Return all the lines below exactly as written. Drop every picture.

Data for the task START

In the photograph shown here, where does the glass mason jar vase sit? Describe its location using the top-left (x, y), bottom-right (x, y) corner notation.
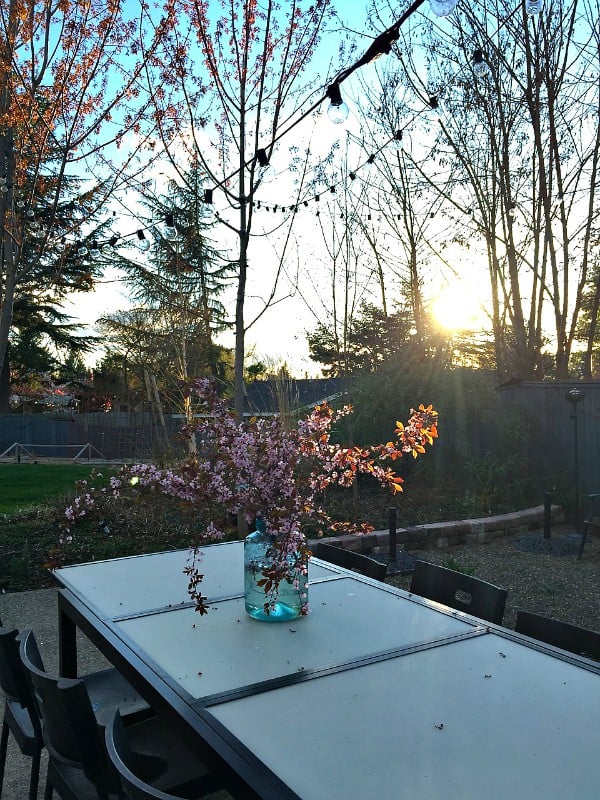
top-left (244, 519), bottom-right (308, 621)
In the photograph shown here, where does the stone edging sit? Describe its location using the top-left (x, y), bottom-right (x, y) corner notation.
top-left (307, 505), bottom-right (565, 554)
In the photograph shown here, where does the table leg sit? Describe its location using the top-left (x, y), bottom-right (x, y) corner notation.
top-left (58, 605), bottom-right (77, 677)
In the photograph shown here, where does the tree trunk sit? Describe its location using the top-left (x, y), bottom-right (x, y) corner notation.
top-left (0, 345), bottom-right (10, 413)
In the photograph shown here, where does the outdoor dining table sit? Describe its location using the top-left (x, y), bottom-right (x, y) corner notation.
top-left (53, 540), bottom-right (600, 800)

Data for the task END

[Written answer]
In the photograph shown here, where does the glass mason jar vase sit? Describe its location using the top-left (x, y), bottom-right (x, y) corner notation.
top-left (244, 519), bottom-right (308, 621)
In the photograph shown here, where does the stone edging sit? Describe its location using the top-left (x, y), bottom-right (x, y) corner notation.
top-left (307, 505), bottom-right (565, 554)
In the photograph shown here, where does the table leg sit? Describe its location using the top-left (x, y), bottom-right (x, y) corner notation.
top-left (58, 605), bottom-right (77, 677)
In the photograph shown here, where does the tree trunk sit? Describe its location using the top-left (x, y), bottom-right (x, y) corner notation.
top-left (0, 345), bottom-right (10, 413)
In the photograph shown here, where does the outdoor dining table sit? Describe its location using the top-left (x, y), bottom-right (x, y) corner notation.
top-left (53, 540), bottom-right (600, 800)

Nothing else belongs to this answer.